AIM OF THE EXERCISE
Go through the entries and transcribe each one exactly, dropping the pictures.
|---|
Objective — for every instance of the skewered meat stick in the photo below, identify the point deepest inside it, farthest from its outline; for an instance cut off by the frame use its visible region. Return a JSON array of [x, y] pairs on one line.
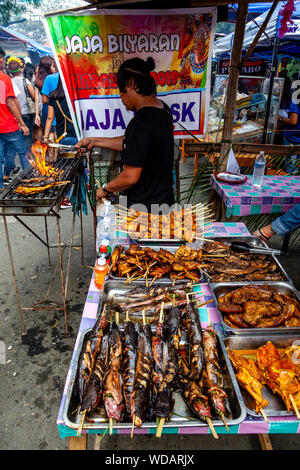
[[112, 387], [140, 398]]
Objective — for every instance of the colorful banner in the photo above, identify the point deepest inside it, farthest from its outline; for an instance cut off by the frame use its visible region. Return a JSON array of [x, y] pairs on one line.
[[89, 47]]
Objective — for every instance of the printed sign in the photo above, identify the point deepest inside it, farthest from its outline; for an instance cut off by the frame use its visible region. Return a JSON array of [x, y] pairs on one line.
[[89, 47]]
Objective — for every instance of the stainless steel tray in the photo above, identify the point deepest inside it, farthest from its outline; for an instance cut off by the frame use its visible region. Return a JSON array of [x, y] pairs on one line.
[[255, 241], [276, 406], [180, 417], [171, 248], [218, 289]]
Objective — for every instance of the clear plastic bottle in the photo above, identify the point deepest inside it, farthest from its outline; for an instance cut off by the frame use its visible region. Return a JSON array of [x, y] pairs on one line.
[[100, 270], [259, 170], [105, 224]]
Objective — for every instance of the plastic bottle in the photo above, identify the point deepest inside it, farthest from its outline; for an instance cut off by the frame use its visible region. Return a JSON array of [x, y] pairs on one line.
[[259, 170], [101, 270], [105, 224], [103, 251]]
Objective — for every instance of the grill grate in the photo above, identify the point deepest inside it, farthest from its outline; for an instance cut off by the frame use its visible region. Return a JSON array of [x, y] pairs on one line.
[[67, 166]]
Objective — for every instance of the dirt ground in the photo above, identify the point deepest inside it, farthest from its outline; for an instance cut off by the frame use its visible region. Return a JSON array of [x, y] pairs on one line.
[[33, 367]]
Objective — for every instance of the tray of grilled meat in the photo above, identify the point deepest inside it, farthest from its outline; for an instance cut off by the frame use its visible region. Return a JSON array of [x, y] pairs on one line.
|---|
ANSWER FOR THIS EXERCISE
Objective — for every instance of the skewered meat stick in the photo below, identify the point deepest inside it, farthest from its outline; for an instance cut off by the frame use its visible region. Return a JSON array of [x, y] pairs on one line.
[[112, 387], [140, 398]]
Objective — for every instance of the colorful banner in the photo above, identify the point deepest inside it, farthest from its outline; for an instance cut off by the frame use its visible region. Return a JSON array of [x, y] pairs on one line.
[[89, 47]]
Objective — for every instance of the printed sign in the photo above, identify the point deepest inside it, farthest from its outline; for an instance cut off by the frame use its visible region. Return a JSON array of [x, y] pairs on one line.
[[89, 47]]
Objective — for every instance of the stainless steel tray in the photo above, identify the point deepest inside it, farthest from its outline; for an instance cut off by the frame use its visible region. Return a JSON array of [x, y] pairs on one line.
[[255, 241], [276, 406], [180, 417], [171, 248], [218, 289]]
Objective — for every instance of the clear plastic bottle in the photo above, identify the point deepest inside it, farthest from its outline; for an instance cut off by the frame use its visible region. Return a JSON array of [x, y] pairs on one line.
[[100, 270], [259, 170], [105, 224]]
Objective — for every instance of the plastic bottle in the photo above, identify the point deepest inside it, farthest from its outline; for an instance cut off by the frame use its visible region. Return a JSON array of [x, y] pairs on one line.
[[259, 170], [101, 270], [105, 224], [103, 251]]
Objective — for every instance of the grill grate in the photo above, identify the point deepest inside it, farthest from its outline; for an instance cut off by the frame use its visible region. Return a JSON array of [x, y] pairs on one line.
[[67, 166]]
Objective — for every instance of the dirt ground in the photo above, identify the point deepest inside it, farthest from its outline; for an instance cut off by the frame use its visible region. Return a JSON array of [x, y] pairs on one line.
[[33, 367]]
Objective — for every instance of the tray of grilled meat in the photo above, identify the point deepest inside it, farthest from its outline; for an instance cut off by the frame use its visible region. Return a JSON array of [x, y] pairs on one line.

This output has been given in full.